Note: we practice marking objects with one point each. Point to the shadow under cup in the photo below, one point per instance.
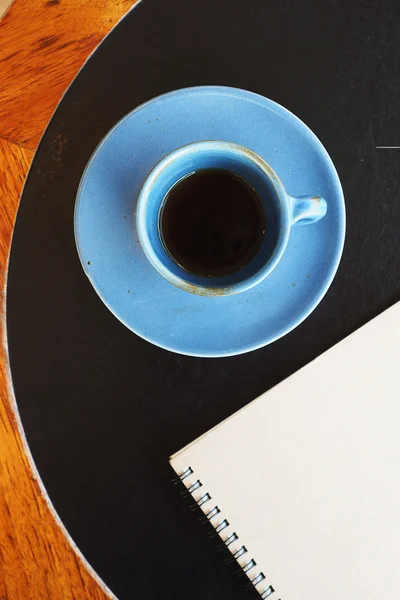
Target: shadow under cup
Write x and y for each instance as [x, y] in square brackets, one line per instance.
[206, 156]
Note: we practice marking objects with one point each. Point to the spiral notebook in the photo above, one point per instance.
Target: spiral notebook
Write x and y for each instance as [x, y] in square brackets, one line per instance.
[303, 484]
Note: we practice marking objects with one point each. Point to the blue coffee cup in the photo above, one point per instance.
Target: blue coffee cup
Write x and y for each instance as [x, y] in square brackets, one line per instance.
[283, 211]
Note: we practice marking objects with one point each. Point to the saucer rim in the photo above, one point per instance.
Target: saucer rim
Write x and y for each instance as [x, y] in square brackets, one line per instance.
[336, 256]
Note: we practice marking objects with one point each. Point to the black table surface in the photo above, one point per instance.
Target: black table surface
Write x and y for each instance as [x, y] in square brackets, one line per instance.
[103, 409]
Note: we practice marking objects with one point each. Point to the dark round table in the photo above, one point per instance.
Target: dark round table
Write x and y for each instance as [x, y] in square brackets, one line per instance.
[103, 409]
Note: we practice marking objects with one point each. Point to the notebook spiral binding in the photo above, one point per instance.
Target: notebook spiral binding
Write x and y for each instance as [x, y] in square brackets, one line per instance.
[210, 512]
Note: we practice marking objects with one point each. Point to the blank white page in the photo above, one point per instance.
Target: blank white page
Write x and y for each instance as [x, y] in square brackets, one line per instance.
[308, 475]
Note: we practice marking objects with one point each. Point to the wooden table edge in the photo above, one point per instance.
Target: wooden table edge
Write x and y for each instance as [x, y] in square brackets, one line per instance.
[38, 557]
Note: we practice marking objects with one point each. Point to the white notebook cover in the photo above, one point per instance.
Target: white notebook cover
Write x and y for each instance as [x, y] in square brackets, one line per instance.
[308, 475]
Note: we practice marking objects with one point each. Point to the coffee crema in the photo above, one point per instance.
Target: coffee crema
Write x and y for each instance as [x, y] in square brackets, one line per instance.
[212, 222]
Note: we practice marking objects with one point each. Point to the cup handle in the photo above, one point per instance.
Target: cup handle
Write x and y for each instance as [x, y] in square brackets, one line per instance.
[307, 209]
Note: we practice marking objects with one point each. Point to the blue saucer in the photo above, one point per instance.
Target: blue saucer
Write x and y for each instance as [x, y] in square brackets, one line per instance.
[131, 288]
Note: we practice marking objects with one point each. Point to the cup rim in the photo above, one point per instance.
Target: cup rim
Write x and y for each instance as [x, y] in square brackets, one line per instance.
[163, 270]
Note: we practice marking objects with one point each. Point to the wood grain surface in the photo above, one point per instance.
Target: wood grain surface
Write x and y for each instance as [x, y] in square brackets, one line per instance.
[43, 43]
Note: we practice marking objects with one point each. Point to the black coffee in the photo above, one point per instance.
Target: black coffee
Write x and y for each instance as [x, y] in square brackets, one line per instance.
[212, 222]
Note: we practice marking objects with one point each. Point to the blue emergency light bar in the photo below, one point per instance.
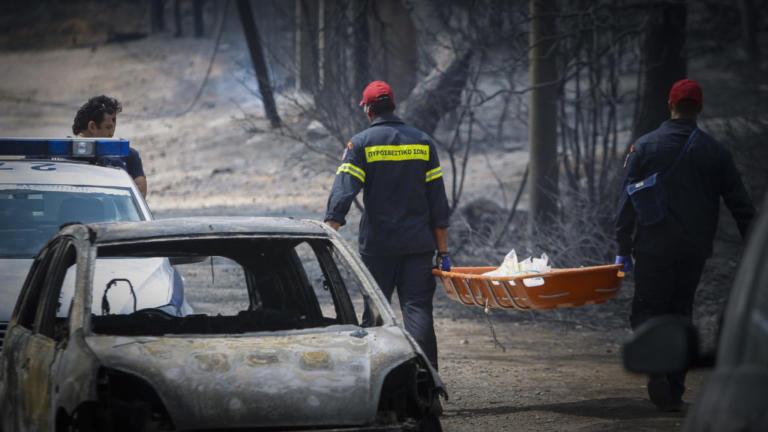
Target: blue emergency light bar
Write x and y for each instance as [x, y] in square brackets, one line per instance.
[45, 148]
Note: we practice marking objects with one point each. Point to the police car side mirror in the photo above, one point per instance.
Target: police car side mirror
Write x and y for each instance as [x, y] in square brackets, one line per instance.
[662, 345]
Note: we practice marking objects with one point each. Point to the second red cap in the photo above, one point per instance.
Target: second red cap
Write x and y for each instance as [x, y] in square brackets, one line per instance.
[376, 90]
[686, 89]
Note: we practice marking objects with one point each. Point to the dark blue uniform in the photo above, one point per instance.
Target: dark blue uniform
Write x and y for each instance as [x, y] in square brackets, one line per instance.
[404, 196]
[670, 255]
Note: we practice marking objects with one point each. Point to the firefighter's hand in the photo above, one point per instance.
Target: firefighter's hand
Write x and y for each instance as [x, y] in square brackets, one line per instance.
[626, 261]
[443, 261]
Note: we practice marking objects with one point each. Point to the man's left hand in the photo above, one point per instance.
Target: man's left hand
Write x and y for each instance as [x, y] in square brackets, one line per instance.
[443, 261]
[626, 262]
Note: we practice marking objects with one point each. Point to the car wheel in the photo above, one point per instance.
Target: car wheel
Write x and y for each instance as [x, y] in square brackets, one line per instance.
[431, 423]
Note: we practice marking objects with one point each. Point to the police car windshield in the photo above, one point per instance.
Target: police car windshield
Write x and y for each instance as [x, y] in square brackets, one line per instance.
[31, 213]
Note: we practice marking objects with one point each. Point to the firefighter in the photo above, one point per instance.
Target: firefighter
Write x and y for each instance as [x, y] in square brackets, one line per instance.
[406, 210]
[97, 118]
[671, 242]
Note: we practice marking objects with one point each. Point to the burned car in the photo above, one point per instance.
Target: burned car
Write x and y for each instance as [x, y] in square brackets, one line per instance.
[47, 182]
[275, 342]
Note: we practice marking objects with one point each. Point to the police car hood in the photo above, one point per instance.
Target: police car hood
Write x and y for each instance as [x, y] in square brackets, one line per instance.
[14, 272]
[330, 376]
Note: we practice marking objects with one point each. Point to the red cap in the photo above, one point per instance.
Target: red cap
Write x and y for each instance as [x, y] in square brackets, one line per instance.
[375, 91]
[685, 90]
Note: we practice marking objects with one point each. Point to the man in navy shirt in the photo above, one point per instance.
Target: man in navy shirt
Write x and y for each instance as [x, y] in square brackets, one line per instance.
[97, 118]
[671, 252]
[406, 210]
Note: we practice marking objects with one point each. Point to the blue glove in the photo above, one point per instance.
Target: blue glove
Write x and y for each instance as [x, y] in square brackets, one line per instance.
[626, 261]
[443, 261]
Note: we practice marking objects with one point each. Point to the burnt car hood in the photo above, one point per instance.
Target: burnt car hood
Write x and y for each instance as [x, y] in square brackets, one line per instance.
[322, 377]
[14, 272]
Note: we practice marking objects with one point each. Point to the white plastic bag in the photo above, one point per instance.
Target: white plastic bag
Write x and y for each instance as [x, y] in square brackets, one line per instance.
[511, 267]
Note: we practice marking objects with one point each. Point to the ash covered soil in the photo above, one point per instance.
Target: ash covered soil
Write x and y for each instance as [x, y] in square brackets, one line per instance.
[560, 371]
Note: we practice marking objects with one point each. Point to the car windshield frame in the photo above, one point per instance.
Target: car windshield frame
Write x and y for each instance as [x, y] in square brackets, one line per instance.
[121, 249]
[140, 210]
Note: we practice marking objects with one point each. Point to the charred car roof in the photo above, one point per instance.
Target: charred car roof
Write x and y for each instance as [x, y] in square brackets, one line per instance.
[205, 226]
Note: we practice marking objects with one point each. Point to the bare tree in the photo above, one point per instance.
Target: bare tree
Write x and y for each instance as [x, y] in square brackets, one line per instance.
[197, 11]
[663, 63]
[259, 63]
[157, 15]
[750, 26]
[543, 112]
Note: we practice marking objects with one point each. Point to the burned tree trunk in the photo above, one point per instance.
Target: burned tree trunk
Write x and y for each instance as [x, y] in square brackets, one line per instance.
[360, 37]
[542, 121]
[663, 62]
[259, 63]
[439, 92]
[157, 13]
[750, 22]
[197, 9]
[177, 18]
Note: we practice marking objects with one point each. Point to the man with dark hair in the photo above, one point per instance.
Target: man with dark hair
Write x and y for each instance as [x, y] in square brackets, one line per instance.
[406, 210]
[97, 118]
[671, 245]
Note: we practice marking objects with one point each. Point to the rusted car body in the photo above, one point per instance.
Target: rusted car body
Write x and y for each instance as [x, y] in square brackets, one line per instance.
[290, 358]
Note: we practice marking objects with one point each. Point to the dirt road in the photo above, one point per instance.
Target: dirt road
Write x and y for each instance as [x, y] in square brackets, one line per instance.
[554, 376]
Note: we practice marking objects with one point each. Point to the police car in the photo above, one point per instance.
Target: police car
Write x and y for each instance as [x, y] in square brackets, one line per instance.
[46, 183]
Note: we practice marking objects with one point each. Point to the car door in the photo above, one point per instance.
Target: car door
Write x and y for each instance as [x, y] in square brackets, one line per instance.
[42, 346]
[21, 328]
[735, 396]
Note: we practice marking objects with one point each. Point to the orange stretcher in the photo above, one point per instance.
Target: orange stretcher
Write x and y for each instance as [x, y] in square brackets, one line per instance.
[558, 288]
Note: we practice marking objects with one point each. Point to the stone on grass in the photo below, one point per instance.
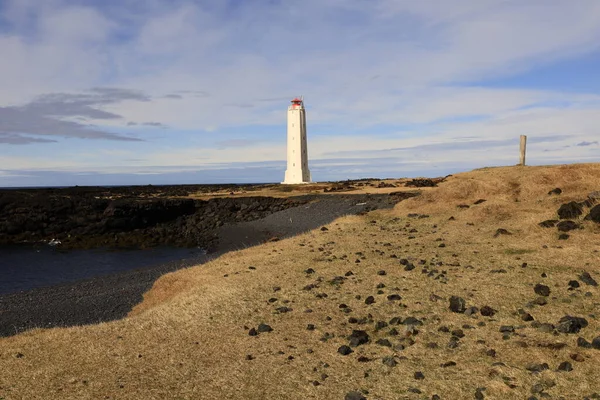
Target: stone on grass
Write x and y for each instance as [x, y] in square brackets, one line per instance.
[565, 366]
[358, 337]
[569, 324]
[549, 223]
[594, 214]
[344, 350]
[542, 290]
[573, 284]
[487, 311]
[264, 328]
[457, 304]
[570, 210]
[587, 279]
[412, 321]
[354, 396]
[537, 367]
[581, 342]
[568, 225]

= = =

In the listing above, find the line with "the white notebook" and the line with "Target: blue emergency light bar". Transcribe those two and everything between, exactly, leaving out pictures.

Note: we practice marking objects with one point each. Point to the white notebook cover in the photo above, one point per instance.
Target: white notebook cover
Write x and y for each instance as [x, y] in square brackets, one line per instance.
[308, 475]
Note: we practice marking objects with one point each. Point to the coffee crema in the photo above, one point per instance.
Target: coffee crema
Write x and y for each instance as [x, y] in square brackets, one line per instance.
[212, 222]
Note: we practice marking objects with one point each. Point to the cup handle in the photo above, one point per instance.
Target: cup handle
Write x and y for each instance as [x, y] in square brackets, one line per instance.
[307, 209]
Note: we practice marking objects with one point each. Point to the blue saucer in the photo above, one point per instance.
Target: blue saucer
Write x and y for each instance as [x, y] in square brackets, one line per instance.
[131, 288]
Note: we practice marking objects with one point each. Point to the cup rim in the photo above, one point per instance.
Target: cup rim
Write x and y for each instance as [x, y] in square brackets, one line per instance.
[163, 270]
Note: we practice marking objects with one point each. Point to the wood grain surface in the photo above, one point per instance.
Target: wood grain surface
Write x and y for each instance as [x, y] in square brackets, one line per instance.
[43, 43]
Note: we practice marking objects with one point each. Point to the black coffee in the photo above, one point per instance.
Target: black coffee
Write x and y for each instance as [x, y] in square brackets, one line per instance.
[212, 222]
Note: we practice marking objects with one point each. Point to the blue emergency light bar in the photo below, one point per instance.
Target: blue emergency light bar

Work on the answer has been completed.